- _WHAT THIS TASK INVOLVES_: Please count the lines in the rows below that contain the string "positive", with case significant, and reply with that number alone.

- _PROVIDED DATA_:

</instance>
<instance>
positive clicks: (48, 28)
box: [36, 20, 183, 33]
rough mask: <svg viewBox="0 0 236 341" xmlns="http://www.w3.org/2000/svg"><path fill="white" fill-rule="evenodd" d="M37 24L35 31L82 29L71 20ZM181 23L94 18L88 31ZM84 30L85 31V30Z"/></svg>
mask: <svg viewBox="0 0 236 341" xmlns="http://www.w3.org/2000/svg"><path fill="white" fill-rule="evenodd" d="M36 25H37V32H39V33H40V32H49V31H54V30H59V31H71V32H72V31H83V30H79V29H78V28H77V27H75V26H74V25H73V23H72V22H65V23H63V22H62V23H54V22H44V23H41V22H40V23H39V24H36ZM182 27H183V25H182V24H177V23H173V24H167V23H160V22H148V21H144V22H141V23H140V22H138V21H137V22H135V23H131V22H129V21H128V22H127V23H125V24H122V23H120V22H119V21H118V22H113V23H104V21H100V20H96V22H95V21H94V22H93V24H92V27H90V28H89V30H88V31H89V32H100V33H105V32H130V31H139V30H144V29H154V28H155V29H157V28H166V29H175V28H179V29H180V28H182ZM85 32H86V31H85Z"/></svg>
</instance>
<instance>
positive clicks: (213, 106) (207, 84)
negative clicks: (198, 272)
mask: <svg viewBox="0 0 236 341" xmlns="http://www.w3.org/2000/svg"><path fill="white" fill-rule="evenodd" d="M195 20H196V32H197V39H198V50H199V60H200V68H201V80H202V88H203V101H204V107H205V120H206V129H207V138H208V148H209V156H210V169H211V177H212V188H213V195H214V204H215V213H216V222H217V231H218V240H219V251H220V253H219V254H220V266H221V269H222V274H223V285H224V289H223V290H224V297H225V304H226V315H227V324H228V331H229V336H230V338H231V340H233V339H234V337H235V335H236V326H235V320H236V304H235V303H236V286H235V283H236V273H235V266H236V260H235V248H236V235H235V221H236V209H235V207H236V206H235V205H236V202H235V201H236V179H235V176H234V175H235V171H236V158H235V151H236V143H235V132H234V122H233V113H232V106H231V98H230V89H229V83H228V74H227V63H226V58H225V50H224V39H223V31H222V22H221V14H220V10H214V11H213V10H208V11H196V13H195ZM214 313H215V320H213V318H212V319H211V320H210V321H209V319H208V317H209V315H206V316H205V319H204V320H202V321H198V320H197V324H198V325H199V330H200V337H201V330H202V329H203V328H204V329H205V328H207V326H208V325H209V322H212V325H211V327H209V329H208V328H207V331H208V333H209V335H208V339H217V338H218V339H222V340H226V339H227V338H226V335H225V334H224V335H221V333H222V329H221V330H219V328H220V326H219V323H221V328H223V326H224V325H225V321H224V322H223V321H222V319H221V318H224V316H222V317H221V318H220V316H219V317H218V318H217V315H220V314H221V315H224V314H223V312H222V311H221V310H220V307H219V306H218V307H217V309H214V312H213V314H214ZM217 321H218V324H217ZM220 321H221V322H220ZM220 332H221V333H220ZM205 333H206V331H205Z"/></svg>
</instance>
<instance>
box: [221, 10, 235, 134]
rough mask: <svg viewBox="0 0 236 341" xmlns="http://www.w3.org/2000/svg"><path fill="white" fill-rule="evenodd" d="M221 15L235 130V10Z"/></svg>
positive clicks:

- _WORKED SOLUTION_: 3